SyncEvolution
- Developer(s): Patrick Ohly
- Initial release: 2006
- Stable release: 2.0.0 / March 21, 2021; 4 years ago
- Repository: anongit.freedesktop.org/SyncEvolution/syncevolution ;
- Written in: C++
- Operating system: Linux, Mac OS X
- Size: 11 MB
- Available in: 26 languages
- Type: SyncML
- License: GNU Lesser General Public License
- Website: syncevolution.org

= SyncEvolution =

SyncEvolution synchronizes Evolution's contact, calendar and task items via SyncML. The items are exchanged in the vCard 2.1 or 3.0 format and iCalendar 2.0 format via the Synthesis C++ client API library, which should make SyncEvolution compatible with the majority of SyncML servers. Full, one-way and incremental synchronization of items are supported.

SyncEvolution synchronizes personal information management (PIM) data such as contacts, appointments, tasks and memos using the Synthesis sync engine, which provides support for the SyncML synchronization protocol.
········
* _What to produce_
Quote, word for word, the portion of the SyncEvolution article that begins at the words "SyncEvolution synchronizes personal" and stops after the words "SyncML synchronization protocol.".
········
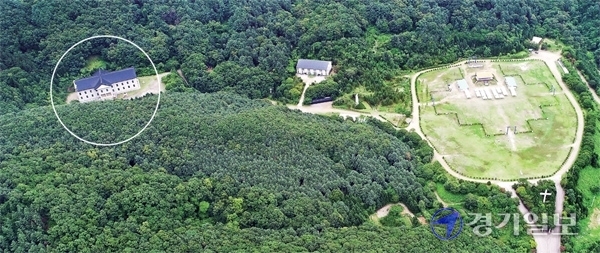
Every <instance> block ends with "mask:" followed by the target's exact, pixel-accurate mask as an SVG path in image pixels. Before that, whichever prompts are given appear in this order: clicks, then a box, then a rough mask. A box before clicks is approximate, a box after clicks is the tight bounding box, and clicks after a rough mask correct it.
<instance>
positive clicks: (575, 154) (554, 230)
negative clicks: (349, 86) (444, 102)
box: [407, 51, 583, 253]
mask: <svg viewBox="0 0 600 253" xmlns="http://www.w3.org/2000/svg"><path fill="white" fill-rule="evenodd" d="M560 57H561V55H560V52H548V51H539V53H538V54H534V55H532V56H530V57H529V58H530V59H540V60H542V61H544V62H545V63H546V64H547V65H548V67H549V69H550V72H552V75H553V76H554V78H555V79H556V81H557V82H558V84H559V85H560V86H561V88H562V90H563V91H565V95H566V96H567V99H568V100H569V102H571V104H572V105H573V107H574V108H575V112H576V114H577V122H578V123H577V131H576V134H575V143H574V144H573V150H572V152H571V153H570V156H569V157H567V160H566V161H565V163H564V164H563V166H562V167H561V168H560V169H559V170H558V171H557V172H556V173H555V175H554V176H552V177H550V178H549V179H551V180H553V181H554V184H555V186H556V191H557V192H556V205H555V213H559V214H561V213H562V210H563V204H564V197H565V193H564V190H563V189H562V187H561V185H560V180H561V178H562V176H563V174H565V173H566V172H567V171H568V170H569V169H570V168H571V167H572V166H573V163H574V162H575V159H576V158H577V155H578V154H579V149H580V146H581V139H582V137H583V111H582V110H581V107H579V104H578V103H577V101H576V100H575V97H574V96H573V94H572V93H571V91H570V90H569V89H568V87H567V86H566V85H565V83H564V82H563V81H562V76H561V73H560V72H559V70H558V68H557V66H556V64H555V62H556V60H558V59H560ZM464 63H465V61H463V62H460V63H459V64H464ZM425 71H426V70H423V71H420V72H417V73H415V74H414V75H413V76H412V77H411V80H410V86H411V95H412V101H413V113H412V115H413V120H412V121H411V123H410V125H409V126H408V127H407V129H408V130H411V129H412V130H414V131H415V132H416V133H417V134H419V135H420V136H421V138H423V139H424V140H426V141H427V142H428V143H429V145H430V146H431V147H433V145H431V142H430V141H429V140H428V139H427V138H425V135H424V134H423V132H422V131H421V127H420V115H419V103H418V98H417V90H416V79H417V77H418V76H419V75H420V74H422V73H423V72H425ZM442 157H443V156H442V155H440V154H439V153H438V152H437V151H436V150H435V149H434V155H433V158H434V159H435V160H437V161H438V162H439V163H440V164H441V165H442V167H443V168H444V169H445V170H446V171H447V172H448V173H449V174H450V175H452V176H454V177H456V178H460V179H463V180H468V181H473V182H480V183H486V182H487V180H476V179H472V178H469V177H465V176H462V175H460V174H458V173H456V172H455V171H454V170H452V169H451V168H450V166H449V165H448V164H447V163H446V161H445V160H444V159H442ZM528 181H529V182H531V183H537V181H539V179H536V180H528ZM490 182H491V183H494V184H496V185H499V186H500V187H502V188H504V189H505V190H507V191H509V192H511V194H512V196H513V197H516V193H515V191H514V190H513V189H512V187H511V186H512V185H513V184H515V183H516V181H515V182H503V181H494V180H490ZM519 210H520V211H521V213H522V214H526V213H528V211H527V209H525V207H524V206H523V205H522V204H521V205H519ZM553 232H554V233H560V228H555V230H554V231H553ZM533 237H534V239H535V242H536V244H537V252H544V253H558V252H560V235H534V236H533Z"/></svg>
········
* _Your solution_
SyncEvolution synchronizes personal information management (PIM) data such as contacts, appointments, tasks and memos using the Synthesis sync engine, which provides support for the SyncML synchronization protocol.